PROBLEM TO WORK ON -
Could you convert every line of the items below into a two-column Markdown table headed Row and Line, numbering the rows, skipping blank lines, and leaving the pictures out?

--- Start of PROVIDED RECORDS ---

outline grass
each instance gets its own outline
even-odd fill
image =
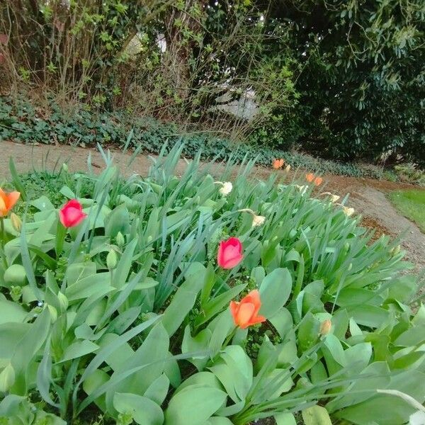
[[[414,221],[425,233],[425,191],[412,189],[395,191],[389,194],[390,199],[398,211]]]

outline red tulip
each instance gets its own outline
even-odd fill
[[[243,259],[242,244],[237,237],[222,241],[218,246],[217,262],[223,268],[232,268]]]
[[[230,312],[234,324],[244,329],[249,326],[265,322],[266,317],[259,314],[261,307],[260,294],[256,289],[244,297],[240,302],[230,301]]]
[[[59,211],[60,222],[65,227],[74,227],[79,225],[87,217],[83,212],[81,204],[76,199],[68,201]]]

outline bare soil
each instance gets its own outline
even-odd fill
[[[0,142],[0,181],[9,176],[8,160],[12,157],[18,171],[32,169],[52,170],[55,166],[60,166],[67,162],[70,171],[86,171],[87,157],[90,153],[94,169],[99,171],[103,167],[103,160],[96,149],[81,148],[68,145],[24,145],[12,142]],[[124,174],[134,173],[145,176],[152,164],[152,159],[146,155],[138,155],[129,166],[131,153],[112,151],[114,163],[118,165]],[[182,173],[186,162],[181,159],[176,169],[178,174]],[[217,164],[212,172],[220,176],[222,165]],[[255,175],[266,178],[271,170],[256,167]],[[289,176],[293,177],[293,174]],[[412,188],[408,183],[393,183],[372,178],[357,178],[341,176],[325,175],[325,183],[322,191],[329,191],[342,198],[349,194],[347,206],[353,207],[362,215],[362,225],[375,230],[375,237],[382,234],[392,237],[403,236],[402,246],[406,249],[407,259],[415,266],[415,271],[425,267],[425,235],[416,225],[400,215],[387,199],[385,193],[400,188]],[[424,212],[425,214],[425,212]]]

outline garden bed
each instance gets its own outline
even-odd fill
[[[180,153],[144,178],[106,153],[100,173],[12,174],[0,416],[408,421],[405,395],[425,400],[425,310],[398,242],[373,242],[304,176],[254,181],[251,162],[217,181],[199,158],[176,172]]]

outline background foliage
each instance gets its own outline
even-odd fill
[[[254,161],[229,161],[226,196],[199,155],[177,177],[182,149],[146,178],[103,151],[98,175],[11,167],[22,221],[6,217],[0,243],[2,423],[407,422],[414,407],[377,392],[425,400],[423,295],[399,242],[373,242],[346,197],[252,179]],[[69,198],[87,216],[65,229]],[[222,269],[235,235],[244,259]],[[235,328],[229,302],[254,289],[267,321]]]
[[[420,0],[6,0],[0,78],[68,113],[124,109],[254,145],[423,163],[424,16]]]

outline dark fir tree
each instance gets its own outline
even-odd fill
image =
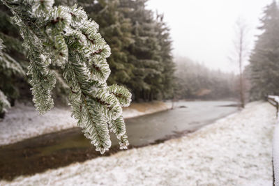
[[[279,11],[273,1],[264,10],[258,36],[250,58],[250,96],[264,99],[269,94],[279,94]]]

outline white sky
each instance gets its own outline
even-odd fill
[[[163,13],[171,29],[173,53],[213,69],[235,71],[229,60],[239,17],[250,28],[251,48],[263,8],[272,0],[149,0],[147,8]]]

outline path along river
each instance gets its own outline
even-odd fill
[[[126,119],[131,148],[195,131],[235,112],[235,104],[232,101],[179,102],[174,109]],[[112,141],[112,149],[105,155],[119,150],[116,138]],[[11,180],[98,156],[80,128],[44,134],[0,146],[0,179]]]

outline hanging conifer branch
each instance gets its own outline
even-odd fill
[[[33,102],[43,114],[53,107],[51,91],[56,83],[50,64],[63,70],[70,87],[73,116],[84,136],[102,154],[111,146],[109,126],[121,148],[128,145],[121,107],[131,101],[124,87],[107,86],[110,47],[81,7],[54,6],[53,0],[2,0],[14,14],[24,46],[29,49],[28,74]]]

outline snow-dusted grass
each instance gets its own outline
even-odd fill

--- End of PROVIDED RECORDS ---

COMPLETE OUTPUT -
| Row | Line |
|---|---|
| 1 | outline grass |
| 2 | each instance gets its own outline |
| 3 | even-odd fill |
| 4 | image = |
| 5 | [[[414,221],[425,233],[425,191],[412,189],[395,191],[389,194],[390,199],[398,211]]] |
| 6 | outline red tulip |
| 7 | each instance gets its own outline |
| 8 | even-odd fill |
| 9 | [[[243,259],[242,244],[237,237],[222,241],[218,246],[217,262],[223,268],[232,268]]] |
| 10 | [[[230,312],[234,324],[244,329],[249,326],[265,322],[266,317],[259,314],[261,307],[260,294],[256,289],[244,297],[240,302],[230,301]]] |
| 11 | [[[59,211],[60,222],[65,227],[74,227],[79,225],[87,217],[83,212],[81,204],[76,199],[68,201]]] |
| 12 | outline bare soil |
| 13 | each instance gets its own outline |
| 14 | even-odd fill |
| 15 | [[[0,142],[0,181],[9,176],[8,160],[12,157],[18,171],[32,169],[52,170],[55,166],[60,166],[67,162],[70,171],[86,171],[87,157],[90,153],[94,169],[99,171],[103,167],[103,160],[96,149],[81,148],[68,145],[24,145],[12,142]],[[124,174],[134,173],[145,176],[152,164],[152,159],[146,155],[138,155],[129,166],[131,153],[112,151],[114,163],[118,165]],[[182,173],[186,162],[181,159],[176,169],[178,174]],[[217,164],[212,172],[220,176],[222,165]],[[255,175],[266,178],[271,170],[256,167]],[[289,176],[293,177],[293,174]],[[412,188],[408,183],[393,183],[372,178],[357,178],[341,176],[325,175],[325,183],[322,191],[329,191],[342,198],[349,194],[347,206],[353,207],[362,215],[362,225],[375,230],[375,237],[382,234],[392,237],[403,236],[402,246],[406,249],[407,259],[415,266],[415,271],[425,267],[425,235],[416,225],[400,215],[387,199],[385,193],[400,188]],[[424,212],[425,214],[425,212]]] |
| 16 | outline garden bed |
| 17 | each instance gets its own outline |
| 18 | even-odd fill |
| 19 | [[[180,153],[144,178],[106,153],[100,173],[12,174],[0,416],[408,421],[405,395],[425,400],[425,310],[398,242],[373,242],[304,176],[254,181],[251,162],[217,181],[199,158],[176,172]]] |
| 20 | outline background foliage |
| 21 | each instance gets its own outline |
| 22 | even-odd fill |
| 23 | [[[254,161],[229,161],[226,196],[199,155],[177,177],[182,149],[146,178],[103,151],[98,175],[11,167],[22,221],[6,217],[0,243],[2,423],[407,422],[414,407],[377,392],[425,400],[423,295],[399,242],[373,242],[346,197],[252,179]],[[69,198],[87,216],[65,229]],[[222,269],[235,235],[244,259]],[[235,328],[229,302],[254,289],[267,321]]] |
| 24 | [[[420,0],[6,0],[0,78],[68,113],[124,109],[254,145],[423,163],[424,16]]] |
| 25 | outline dark fir tree |
| 26 | each instance gets its own outline |
| 27 | even-odd fill |
| 28 | image = |
| 29 | [[[279,11],[273,1],[264,10],[258,36],[250,58],[250,96],[264,99],[269,94],[279,94]]] |
| 30 | outline white sky |
| 31 | each instance gets its own outline |
| 32 | even-odd fill |
| 33 | [[[163,13],[171,29],[173,53],[213,69],[235,71],[229,60],[239,17],[250,28],[251,48],[263,8],[272,0],[149,0],[147,8]]] |
| 34 | outline path along river |
| 35 | each instance gets its own outline |
| 36 | even-odd fill |
| 37 | [[[126,119],[131,148],[195,131],[235,112],[235,104],[232,101],[179,102],[174,109]],[[112,141],[112,149],[105,155],[119,150],[116,138]],[[11,180],[98,156],[80,128],[44,134],[0,146],[0,179]]] |
| 38 | outline hanging conifer branch |
| 39 | each instance gets its own outline |
| 40 | even-odd fill |
| 41 | [[[33,102],[43,114],[53,107],[51,91],[56,83],[50,64],[63,70],[70,87],[73,116],[84,136],[102,154],[111,146],[109,126],[121,148],[128,145],[121,107],[131,101],[124,87],[107,86],[110,47],[81,7],[54,6],[53,0],[2,0],[14,14],[24,46],[29,49],[28,74]]] |
| 42 | outline snow-dusted grass |
| 43 | each instance gets its own outline |
| 44 | even-odd fill |